> [Exercise requirements]: Your reply should be the entries, output word for word, with each picture omitted.

*** Data to use ***

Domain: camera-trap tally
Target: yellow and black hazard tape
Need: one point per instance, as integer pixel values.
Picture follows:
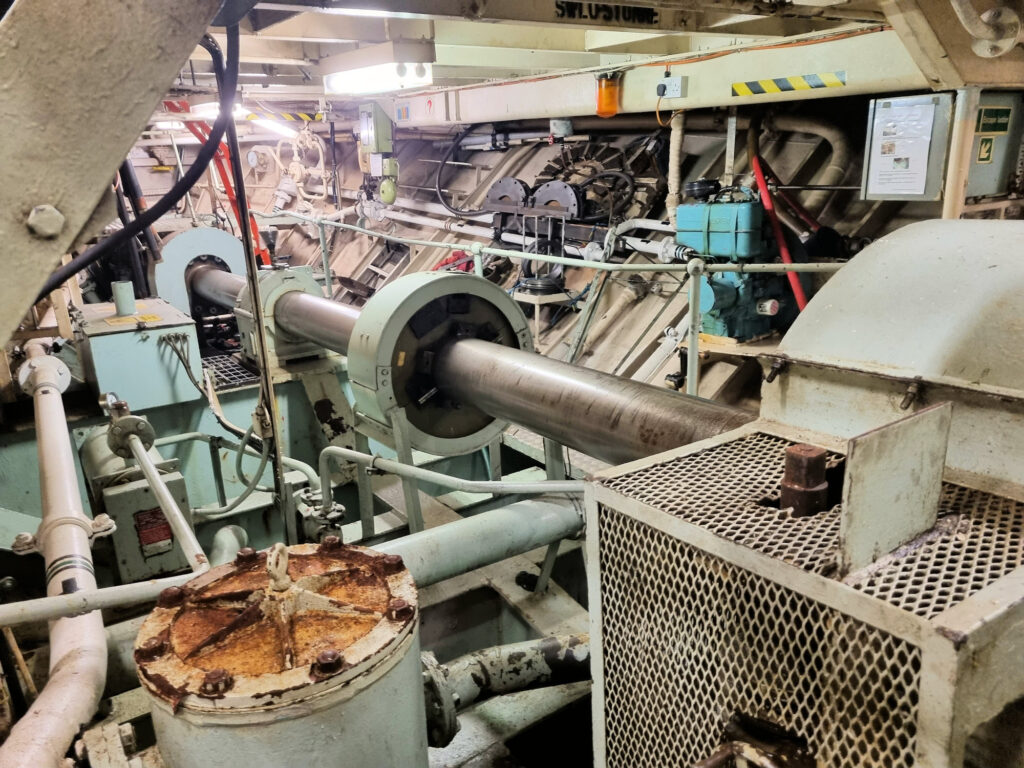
(795, 83)
(305, 117)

***

> [Output]:
Domain: camera-trap tally
Target: yellow and black hazard tape
Need: one point per instance, as integer pixel values.
Picture follows:
(795, 83)
(305, 117)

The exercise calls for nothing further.